_SOURCE DOCUMENT_:
◇ ◇ ◇ ◇ ◇ ◇ ◇
The idea is to obtain an abstract representation of laws that would make it easier to extract the rules and obligations defined in the text and understand what are the entities responsible for compliance, highlight patterns of similarity across industries, differences between public and private responsibilities, or even identify parts that are unclear.

Challenges

Working with laws and regulations adds a few levels of difficulties to the analysis:

Language parsing and tokenization are made harder by the use of formatting, abbreviations, and references that are specific to legal documents.
The vocabulary is relatively limited and very specialized, but the interpretation is highly sensitive to the context and there are no industry-specific pre-trained models that incorporate semantic analysis.
The syntax of sentences is often complex and non-linear, making information extraction more difficult.

Extract from the Accessibility for Ontarians with Disabilities Act (AODA) — bullet points, references and general formatting break out-of-the=box tokenizations algorithms.

Framework

To overcome these challenges, and in absence of a labelled set, instead of training a single model, we developed a methodology that combines a rule-based system with elements of a standard NLP pipeline and unsupervised ML to define a framework for analysis that can be generalized to various domains.

Modules in the NLP pipeline that are relevant to the framework are:

Tokenizer: splits a document into units called tokens and at the same time throws away non-informative characters like spaces and punctuation.
Lemmatizer: reduces inflectional forms and map words to their dictionary form.
Parts-of-speech tagger: assigns each token to a group of words that have similar grammatical properties (Parts Of Speech)
Dependency parser: identify the grammatical structure of the sentence by identifying head words and words which modify those heads, building a tree of grammatical dependencies.

Within this framework, our goals are to extract information in terms of the rules defined in the legislation, the entities that are responsible for compliance, and organize rules into homogeneous groups.

In order to test this approach, we produced a Proof Of Concept based on the Accessibility for Ontarians with Disabilities Act (AODA) — a bill passed in 2005 that defines rules and requirements for accessibility, and sets out processes for eliminating barriers for people with disabilities in Ontario.

Rules extraction

Our first objective is to automate the process of scanning the text of a law and extracting sentences that define a rule. In the context of AODA, we’re particularly interested in burdens — i.e. requirements or obligations that organizations have to comply with.

To get around the problem of not having a labelled set to train on, we build a lightweight ontology and identify the verbs that express a rule or obligation. This can be done by querying WordNet for synonyms of verbs that express obligations, e.g. shall, must, oblige etc. Sentences that contain one of these verbs are labelled as burdens.
◇ ◇ ◇ ◇ ◇ ◇ ◇
In the passage on legal text analysis, what year was the Accessibility for Ontarians with Disabilities Act passed? The records that follow come from a different source than the passage on legal text analysis.

_RECORD EXCERPTS_:
◇ ◇ ◇ ◇ ◇ ◇ ◇
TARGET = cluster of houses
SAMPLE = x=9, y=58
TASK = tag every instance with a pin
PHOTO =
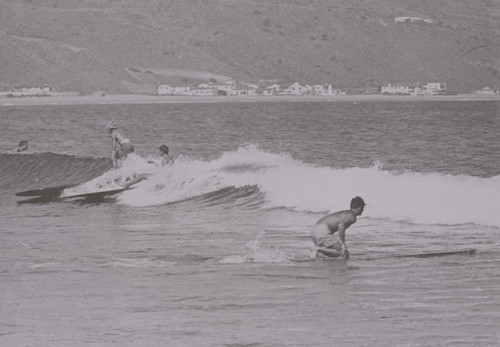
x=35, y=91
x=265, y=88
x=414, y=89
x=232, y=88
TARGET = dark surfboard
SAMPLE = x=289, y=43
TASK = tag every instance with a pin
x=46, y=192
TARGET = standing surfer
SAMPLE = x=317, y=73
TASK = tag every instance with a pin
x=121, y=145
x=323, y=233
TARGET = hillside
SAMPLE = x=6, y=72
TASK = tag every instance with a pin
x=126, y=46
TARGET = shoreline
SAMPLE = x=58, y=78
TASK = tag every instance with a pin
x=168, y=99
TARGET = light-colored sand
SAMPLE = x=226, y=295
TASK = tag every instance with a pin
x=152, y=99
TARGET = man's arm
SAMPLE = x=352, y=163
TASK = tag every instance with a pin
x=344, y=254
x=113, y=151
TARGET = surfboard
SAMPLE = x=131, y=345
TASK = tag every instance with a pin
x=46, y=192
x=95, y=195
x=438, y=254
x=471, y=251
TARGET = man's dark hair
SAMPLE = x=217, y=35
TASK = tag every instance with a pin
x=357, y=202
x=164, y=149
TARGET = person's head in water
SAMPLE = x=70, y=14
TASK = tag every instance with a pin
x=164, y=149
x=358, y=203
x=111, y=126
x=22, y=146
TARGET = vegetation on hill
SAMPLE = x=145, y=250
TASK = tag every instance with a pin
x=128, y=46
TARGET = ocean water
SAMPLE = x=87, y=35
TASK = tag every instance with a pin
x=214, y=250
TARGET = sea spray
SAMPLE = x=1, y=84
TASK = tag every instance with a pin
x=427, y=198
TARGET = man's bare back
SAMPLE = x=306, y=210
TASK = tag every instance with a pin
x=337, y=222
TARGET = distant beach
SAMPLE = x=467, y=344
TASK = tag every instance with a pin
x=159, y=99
◇ ◇ ◇ ◇ ◇ ◇ ◇
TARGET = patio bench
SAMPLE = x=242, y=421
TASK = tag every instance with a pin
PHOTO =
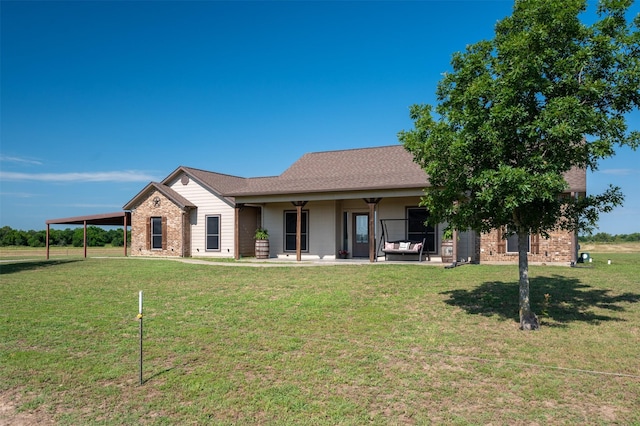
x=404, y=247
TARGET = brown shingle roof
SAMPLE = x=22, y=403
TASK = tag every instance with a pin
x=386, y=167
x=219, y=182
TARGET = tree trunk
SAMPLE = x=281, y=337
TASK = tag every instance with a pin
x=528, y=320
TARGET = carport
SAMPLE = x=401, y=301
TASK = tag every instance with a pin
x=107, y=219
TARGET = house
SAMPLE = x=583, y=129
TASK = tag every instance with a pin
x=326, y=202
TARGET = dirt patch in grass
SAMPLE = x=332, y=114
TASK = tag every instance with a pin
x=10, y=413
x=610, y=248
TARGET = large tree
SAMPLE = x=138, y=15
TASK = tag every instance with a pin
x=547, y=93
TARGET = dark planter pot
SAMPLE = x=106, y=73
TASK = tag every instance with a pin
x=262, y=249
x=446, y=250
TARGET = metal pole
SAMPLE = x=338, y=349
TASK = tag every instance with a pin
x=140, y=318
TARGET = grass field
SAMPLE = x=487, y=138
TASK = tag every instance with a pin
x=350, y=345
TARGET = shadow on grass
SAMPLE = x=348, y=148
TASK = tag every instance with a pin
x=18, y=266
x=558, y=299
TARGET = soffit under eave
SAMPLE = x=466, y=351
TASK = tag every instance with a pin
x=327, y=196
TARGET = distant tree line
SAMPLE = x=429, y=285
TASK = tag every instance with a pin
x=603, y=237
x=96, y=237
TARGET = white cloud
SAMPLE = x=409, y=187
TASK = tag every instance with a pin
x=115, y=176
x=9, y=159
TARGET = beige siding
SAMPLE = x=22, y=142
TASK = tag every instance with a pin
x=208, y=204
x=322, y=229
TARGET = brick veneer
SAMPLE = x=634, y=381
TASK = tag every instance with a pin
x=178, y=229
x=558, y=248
◇ ◇ ◇ ◇ ◇ ◇ ◇
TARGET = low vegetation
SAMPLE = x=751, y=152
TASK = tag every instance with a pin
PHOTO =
◇ ◇ ◇ ◇ ◇ ◇ ◇
_WRITTEN SOLUTION_: 2005